▸ **EXTRACTO DEL DOCUMENTO**

━━━━━━━━━━━━━━━━

Entonces, ¿qué mal sueño es este? Acabo de cumplir 55 años de periodismo habiendo transitado todas las curvas del cambio de siglo, con la dictadura, la democracia, el tejerazo, el 11-S, la recesión, la pandemia…, algunas atrocidades como la de Gaza y el multiverso de Internet. ¿Estamos curados de espanto? No.
El mal sueño es el mal trago de quienes profesen ideas progresistas a estas alturas, quién lo iba a decir tras los abismos del fascismo y el nazismo hace menos de cien años. El mal sueño es el auge de la ultraderecha, que ha abducido a conservadores y liberales, con honrosas excepciones (Donald Tusk en Polonia). El último dirigente de centroderecha en España, cuando el centro era el objeto del deseo, fue Rajoy, que se congratulaba de que la ultraderecha no cuajaba.
Ser progresista hoy está mal visto en los medios rutilantes y las redes que ríen las gracias a la derecha. Ser de izquierdas es una profanación. Pronto, no ser racista merecerá las malas caras por los nuevos dogmas en boga. Al jefe de la oposición le obnubila la política migratoria de Meloni, icono de la ultraderecha italiana, de la que se ha apartado hasta la nieta de Mussolini por considerarla demasiado radical.

━━━━━━━━━━━━━━━━

▸ **DATOS PARA REVISAR**

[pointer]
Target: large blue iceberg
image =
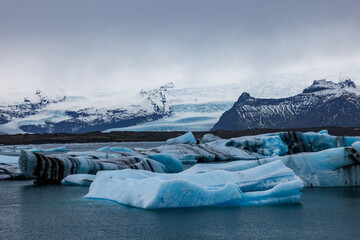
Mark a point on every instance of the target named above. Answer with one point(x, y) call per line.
point(271, 183)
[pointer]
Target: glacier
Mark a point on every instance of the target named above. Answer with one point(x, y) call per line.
point(271, 183)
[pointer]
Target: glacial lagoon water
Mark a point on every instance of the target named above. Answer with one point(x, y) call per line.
point(58, 212)
point(28, 211)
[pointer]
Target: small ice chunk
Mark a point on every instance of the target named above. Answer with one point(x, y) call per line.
point(209, 138)
point(78, 180)
point(186, 138)
point(172, 164)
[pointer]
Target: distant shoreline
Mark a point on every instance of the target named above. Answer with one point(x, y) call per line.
point(153, 136)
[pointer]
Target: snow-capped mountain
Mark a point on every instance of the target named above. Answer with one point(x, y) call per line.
point(324, 103)
point(78, 114)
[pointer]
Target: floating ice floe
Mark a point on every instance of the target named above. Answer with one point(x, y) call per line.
point(78, 180)
point(115, 149)
point(271, 183)
point(186, 138)
point(9, 168)
point(56, 167)
point(327, 168)
point(209, 138)
point(58, 149)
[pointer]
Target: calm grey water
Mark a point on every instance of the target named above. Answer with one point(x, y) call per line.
point(58, 212)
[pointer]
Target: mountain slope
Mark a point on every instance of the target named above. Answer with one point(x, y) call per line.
point(324, 103)
point(46, 115)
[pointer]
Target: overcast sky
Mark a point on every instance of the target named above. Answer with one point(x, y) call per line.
point(88, 45)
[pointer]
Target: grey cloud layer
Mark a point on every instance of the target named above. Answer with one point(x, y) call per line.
point(141, 43)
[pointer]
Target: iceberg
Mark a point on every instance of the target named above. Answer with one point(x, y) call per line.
point(271, 183)
point(58, 149)
point(186, 138)
point(284, 143)
point(56, 167)
point(209, 138)
point(78, 180)
point(115, 149)
point(328, 168)
point(9, 168)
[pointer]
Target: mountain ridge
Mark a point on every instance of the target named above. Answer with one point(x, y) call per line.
point(324, 103)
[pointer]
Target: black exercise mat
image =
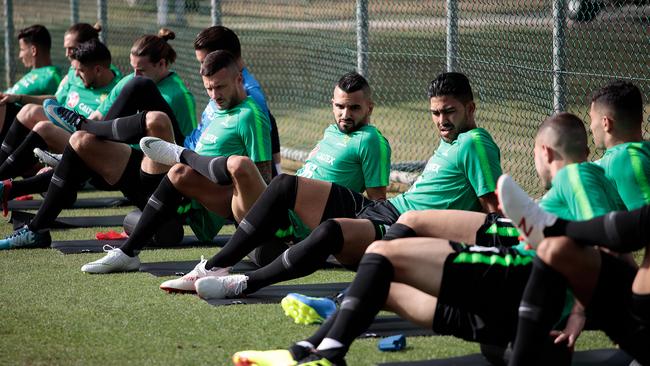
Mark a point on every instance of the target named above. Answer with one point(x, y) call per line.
point(180, 268)
point(21, 218)
point(385, 326)
point(105, 202)
point(96, 246)
point(609, 357)
point(273, 294)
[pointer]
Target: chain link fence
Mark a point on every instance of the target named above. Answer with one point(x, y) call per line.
point(520, 71)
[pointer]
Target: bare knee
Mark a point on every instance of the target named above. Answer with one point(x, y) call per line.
point(29, 114)
point(158, 125)
point(555, 251)
point(81, 141)
point(240, 166)
point(179, 174)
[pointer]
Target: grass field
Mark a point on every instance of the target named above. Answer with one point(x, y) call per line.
point(53, 314)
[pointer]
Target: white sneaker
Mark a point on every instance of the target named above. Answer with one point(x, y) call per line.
point(161, 151)
point(526, 215)
point(221, 287)
point(186, 283)
point(47, 157)
point(114, 261)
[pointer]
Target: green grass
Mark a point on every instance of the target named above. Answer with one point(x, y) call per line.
point(53, 314)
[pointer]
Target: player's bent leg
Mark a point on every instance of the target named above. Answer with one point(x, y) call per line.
point(418, 262)
point(311, 199)
point(31, 114)
point(454, 225)
point(106, 158)
point(55, 137)
point(579, 264)
point(357, 236)
point(412, 304)
point(191, 184)
point(248, 184)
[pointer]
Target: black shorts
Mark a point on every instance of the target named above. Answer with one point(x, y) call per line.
point(382, 214)
point(611, 309)
point(480, 293)
point(497, 231)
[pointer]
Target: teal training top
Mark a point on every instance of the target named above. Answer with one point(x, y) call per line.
point(83, 100)
point(355, 160)
point(456, 175)
point(241, 130)
point(628, 167)
point(174, 92)
point(40, 81)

━━━━━━━━━━━━━━━━

▸ **EJERCICIO**
Continúa el texto sobre el auge de la ultraderecha a partir de su última oración.

▸ **RESULTADO DE LA TAREA**
En Estados Unidos se libra la misma batalla, pero, a Dios gracias, en el país más poderoso del mundo el reloj de las ideologías adelanta por la izquierda. Allí los progresistas, viendo las orejas al lobo y al revés que en Europa a pesar de la II Guerra Mundial, están recobrando el juicio y no hallan ninguna objeción en el hecho de que Kamala Harris sea negra y, a su vez, la esperanza blanca de los progresistas para bajar los humos a la ultraderecha en Occidente. En España – se olvida pronto y no deberíamos-, cuando no se elogia a Meloni, se invita a Milei a Madrid.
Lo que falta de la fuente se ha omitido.